Requirements:
Reproduce every line from the one containing "Target | dark wooden beam" down to the one containing "x=818 y=453", including both of those lines.

Items:
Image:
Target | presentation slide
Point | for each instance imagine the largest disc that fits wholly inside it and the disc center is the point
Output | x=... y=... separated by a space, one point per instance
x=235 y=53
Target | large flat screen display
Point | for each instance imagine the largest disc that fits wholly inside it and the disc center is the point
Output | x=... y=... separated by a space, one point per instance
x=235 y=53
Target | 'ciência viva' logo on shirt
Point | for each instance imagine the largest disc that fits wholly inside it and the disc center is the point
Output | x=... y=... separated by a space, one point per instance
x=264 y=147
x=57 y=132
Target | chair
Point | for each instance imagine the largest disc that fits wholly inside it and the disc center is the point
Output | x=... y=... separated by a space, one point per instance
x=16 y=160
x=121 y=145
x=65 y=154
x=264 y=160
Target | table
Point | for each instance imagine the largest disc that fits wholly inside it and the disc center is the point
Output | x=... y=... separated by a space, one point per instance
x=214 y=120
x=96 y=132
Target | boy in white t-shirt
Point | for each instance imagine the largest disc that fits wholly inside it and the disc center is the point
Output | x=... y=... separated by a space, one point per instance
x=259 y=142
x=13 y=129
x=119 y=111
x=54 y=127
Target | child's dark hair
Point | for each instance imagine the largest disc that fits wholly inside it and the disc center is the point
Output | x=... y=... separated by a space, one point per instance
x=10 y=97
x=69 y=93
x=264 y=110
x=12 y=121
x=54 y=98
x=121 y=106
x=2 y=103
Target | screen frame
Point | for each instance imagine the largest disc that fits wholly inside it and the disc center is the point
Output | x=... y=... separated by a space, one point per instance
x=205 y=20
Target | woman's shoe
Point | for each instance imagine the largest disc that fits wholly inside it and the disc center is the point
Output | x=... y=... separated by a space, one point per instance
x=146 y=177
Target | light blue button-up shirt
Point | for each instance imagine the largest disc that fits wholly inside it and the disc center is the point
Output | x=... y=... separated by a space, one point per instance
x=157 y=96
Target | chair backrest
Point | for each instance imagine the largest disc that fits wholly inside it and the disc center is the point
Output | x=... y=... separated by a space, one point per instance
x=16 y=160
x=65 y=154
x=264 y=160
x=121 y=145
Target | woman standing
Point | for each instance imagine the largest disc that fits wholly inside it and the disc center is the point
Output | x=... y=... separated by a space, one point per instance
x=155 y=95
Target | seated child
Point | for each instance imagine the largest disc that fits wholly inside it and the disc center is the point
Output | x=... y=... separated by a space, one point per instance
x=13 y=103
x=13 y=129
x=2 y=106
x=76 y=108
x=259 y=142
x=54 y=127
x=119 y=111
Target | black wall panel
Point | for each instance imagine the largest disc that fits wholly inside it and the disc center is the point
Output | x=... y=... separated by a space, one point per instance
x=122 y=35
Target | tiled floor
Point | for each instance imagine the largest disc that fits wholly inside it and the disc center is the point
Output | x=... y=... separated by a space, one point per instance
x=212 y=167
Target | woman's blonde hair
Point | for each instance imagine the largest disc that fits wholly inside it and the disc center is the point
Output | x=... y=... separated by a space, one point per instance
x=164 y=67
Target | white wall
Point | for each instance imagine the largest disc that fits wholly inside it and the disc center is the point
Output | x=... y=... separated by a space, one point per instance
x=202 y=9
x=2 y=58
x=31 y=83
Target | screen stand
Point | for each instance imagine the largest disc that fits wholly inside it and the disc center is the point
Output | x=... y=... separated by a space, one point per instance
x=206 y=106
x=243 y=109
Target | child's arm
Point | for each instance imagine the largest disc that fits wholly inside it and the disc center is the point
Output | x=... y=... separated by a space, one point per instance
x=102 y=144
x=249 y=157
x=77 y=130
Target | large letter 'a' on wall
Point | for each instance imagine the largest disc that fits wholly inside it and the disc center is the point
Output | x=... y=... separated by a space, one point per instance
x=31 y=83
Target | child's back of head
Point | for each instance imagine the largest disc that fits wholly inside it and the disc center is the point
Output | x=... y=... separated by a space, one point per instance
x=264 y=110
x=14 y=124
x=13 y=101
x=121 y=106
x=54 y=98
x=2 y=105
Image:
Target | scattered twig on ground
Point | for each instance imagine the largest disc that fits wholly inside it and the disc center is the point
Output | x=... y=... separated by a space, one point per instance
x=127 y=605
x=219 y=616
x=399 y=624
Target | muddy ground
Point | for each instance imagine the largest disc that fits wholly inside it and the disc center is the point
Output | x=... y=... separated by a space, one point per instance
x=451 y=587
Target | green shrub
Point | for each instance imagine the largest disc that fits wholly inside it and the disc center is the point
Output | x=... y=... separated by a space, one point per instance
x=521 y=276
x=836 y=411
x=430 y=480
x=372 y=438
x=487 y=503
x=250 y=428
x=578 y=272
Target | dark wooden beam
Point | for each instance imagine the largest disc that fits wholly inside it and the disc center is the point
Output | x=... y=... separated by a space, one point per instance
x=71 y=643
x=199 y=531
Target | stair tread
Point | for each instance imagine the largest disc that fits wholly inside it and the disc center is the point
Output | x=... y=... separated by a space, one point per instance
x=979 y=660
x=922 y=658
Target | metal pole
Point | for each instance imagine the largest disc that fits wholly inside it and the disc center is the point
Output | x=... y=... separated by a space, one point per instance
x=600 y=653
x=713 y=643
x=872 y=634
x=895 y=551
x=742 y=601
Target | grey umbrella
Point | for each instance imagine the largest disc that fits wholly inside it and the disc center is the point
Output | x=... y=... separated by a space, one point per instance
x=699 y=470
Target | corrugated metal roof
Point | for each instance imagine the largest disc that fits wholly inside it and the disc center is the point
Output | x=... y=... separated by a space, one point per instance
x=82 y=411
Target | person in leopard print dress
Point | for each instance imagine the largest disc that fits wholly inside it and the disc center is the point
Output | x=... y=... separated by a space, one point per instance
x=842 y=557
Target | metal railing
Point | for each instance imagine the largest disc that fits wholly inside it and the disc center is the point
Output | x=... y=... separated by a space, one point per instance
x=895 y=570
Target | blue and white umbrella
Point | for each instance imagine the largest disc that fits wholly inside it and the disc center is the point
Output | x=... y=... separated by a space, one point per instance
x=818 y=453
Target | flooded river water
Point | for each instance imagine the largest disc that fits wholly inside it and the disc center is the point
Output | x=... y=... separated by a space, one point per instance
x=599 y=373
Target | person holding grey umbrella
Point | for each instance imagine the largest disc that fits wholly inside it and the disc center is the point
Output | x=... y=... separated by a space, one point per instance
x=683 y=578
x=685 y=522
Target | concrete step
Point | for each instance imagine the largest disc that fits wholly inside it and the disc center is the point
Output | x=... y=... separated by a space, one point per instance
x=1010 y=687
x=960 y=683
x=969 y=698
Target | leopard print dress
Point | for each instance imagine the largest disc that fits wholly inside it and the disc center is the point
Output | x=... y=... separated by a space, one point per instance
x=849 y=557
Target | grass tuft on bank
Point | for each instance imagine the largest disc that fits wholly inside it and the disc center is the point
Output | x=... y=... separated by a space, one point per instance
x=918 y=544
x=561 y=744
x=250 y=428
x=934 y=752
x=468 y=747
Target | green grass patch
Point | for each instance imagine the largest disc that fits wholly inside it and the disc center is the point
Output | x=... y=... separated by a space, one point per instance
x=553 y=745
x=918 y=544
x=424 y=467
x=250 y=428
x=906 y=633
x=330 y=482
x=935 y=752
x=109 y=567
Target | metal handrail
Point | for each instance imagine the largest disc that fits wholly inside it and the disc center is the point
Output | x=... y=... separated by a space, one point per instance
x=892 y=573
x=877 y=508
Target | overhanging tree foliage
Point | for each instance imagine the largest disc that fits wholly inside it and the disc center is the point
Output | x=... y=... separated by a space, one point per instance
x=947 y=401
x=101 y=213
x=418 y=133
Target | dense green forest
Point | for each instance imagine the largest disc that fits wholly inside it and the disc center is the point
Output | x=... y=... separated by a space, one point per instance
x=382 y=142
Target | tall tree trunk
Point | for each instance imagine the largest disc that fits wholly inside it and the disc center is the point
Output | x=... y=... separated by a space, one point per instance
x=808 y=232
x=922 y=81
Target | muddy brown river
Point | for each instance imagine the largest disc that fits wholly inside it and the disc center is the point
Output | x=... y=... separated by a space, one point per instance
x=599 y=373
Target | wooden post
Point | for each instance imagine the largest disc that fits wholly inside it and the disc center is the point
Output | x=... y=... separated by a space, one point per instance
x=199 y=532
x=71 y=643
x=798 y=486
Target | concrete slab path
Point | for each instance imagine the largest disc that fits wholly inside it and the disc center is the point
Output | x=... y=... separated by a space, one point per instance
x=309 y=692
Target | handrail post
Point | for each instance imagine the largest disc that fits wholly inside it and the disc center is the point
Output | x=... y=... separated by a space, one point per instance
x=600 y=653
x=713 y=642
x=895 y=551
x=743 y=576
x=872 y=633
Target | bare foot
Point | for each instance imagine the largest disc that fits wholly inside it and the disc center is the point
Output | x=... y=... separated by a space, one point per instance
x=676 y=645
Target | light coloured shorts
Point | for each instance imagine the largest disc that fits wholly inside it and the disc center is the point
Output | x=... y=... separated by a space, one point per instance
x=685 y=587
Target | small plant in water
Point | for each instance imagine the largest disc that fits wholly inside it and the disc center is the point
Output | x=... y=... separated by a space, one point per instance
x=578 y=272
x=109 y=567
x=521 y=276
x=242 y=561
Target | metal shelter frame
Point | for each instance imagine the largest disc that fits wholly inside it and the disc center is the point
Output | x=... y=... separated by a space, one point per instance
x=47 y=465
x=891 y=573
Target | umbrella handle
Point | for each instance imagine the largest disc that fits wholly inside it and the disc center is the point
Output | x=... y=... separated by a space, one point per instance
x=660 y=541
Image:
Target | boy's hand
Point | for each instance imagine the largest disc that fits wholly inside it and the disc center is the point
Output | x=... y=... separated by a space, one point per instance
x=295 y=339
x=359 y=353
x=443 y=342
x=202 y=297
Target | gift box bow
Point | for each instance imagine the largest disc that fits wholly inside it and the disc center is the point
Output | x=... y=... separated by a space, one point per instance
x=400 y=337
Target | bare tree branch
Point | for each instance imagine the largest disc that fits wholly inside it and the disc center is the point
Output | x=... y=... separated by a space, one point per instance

The output:
Target | dark wooden beam
Point | for each instance imagine the largest disc that fits wholly inside it and the disc center is the point
Output | x=... y=... separated by a space, one point per instance
x=71 y=643
x=199 y=531
Target | stair tread
Point | for each instance imagine the largest disc that fits wholly inside it and the disc center is the point
Output | x=... y=... separated by a space, one point per instance
x=979 y=660
x=922 y=658
Target | metal pole
Point | for each instance imagine the largest disc that fits wholly inside it and the disc center is the point
Output | x=... y=... separated by a space, one point per instance
x=600 y=653
x=713 y=643
x=872 y=634
x=895 y=551
x=742 y=601
Target | grey umbrella
Point | for each instance imagine the largest disc that fits wholly inside it and the disc center is the point
Output | x=... y=... separated by a space, one point per instance
x=699 y=470
Target | corrugated metal roof
Point | for each instance imagine the largest disc that fits wholly inside it and the disc center is the point
Output | x=... y=... separated by a space, one point per instance
x=82 y=411
Target | person in leopard print dress
Point | for each instance imagine the largest disc that fits wholly inside it and the disc center is the point
Output | x=... y=... separated by a space, one point per instance
x=842 y=557
Target | metal railing
Point | for each instance imagine the largest disc that fits wholly inside it and the disc center is the point
Output | x=... y=... separated by a space, one point per instance
x=895 y=570
Target | blue and white umbrella
Point | for each instance imagine the largest disc that fits wholly inside it and the disc center is the point
Output | x=... y=... separated by a space, one point per instance
x=818 y=453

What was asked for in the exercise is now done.